→ **EXERCISE DIRECTIONS**: Wherever the string "each" shows up in the data below, copy the whole line.

→ **INPUT DATA**:
——

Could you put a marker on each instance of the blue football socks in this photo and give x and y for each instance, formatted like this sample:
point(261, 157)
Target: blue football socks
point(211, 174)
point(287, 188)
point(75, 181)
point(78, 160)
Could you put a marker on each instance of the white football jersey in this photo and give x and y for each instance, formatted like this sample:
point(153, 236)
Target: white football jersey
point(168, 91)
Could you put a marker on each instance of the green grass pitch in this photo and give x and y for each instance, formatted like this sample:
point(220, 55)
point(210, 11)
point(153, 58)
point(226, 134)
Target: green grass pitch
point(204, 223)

——

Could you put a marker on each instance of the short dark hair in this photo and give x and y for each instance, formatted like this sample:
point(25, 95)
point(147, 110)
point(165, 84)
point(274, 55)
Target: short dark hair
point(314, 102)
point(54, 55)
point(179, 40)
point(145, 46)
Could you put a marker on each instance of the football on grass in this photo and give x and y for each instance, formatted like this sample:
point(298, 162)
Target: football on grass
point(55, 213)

——

→ **RESULT FOR THIS TASK**:
Could you put a marker on each instance of the blue football socks in this photo and give x and y for each instance, formatted like this sample:
Could you put a marker on each instance of the white football jersey in this photo and give x and y for each instance, formatted like this sample:
Could you put a marker on each instance of the green grass pitch in this photo and give x and y for each instance, formatted like this sample:
Could you put a marker on each instance of the short dark hair in this photo and give x and y for each instance, formatted like this sample:
Could you put a marker on each instance of the football on grass in this photo and give x and y for each instance, formatted like this sample:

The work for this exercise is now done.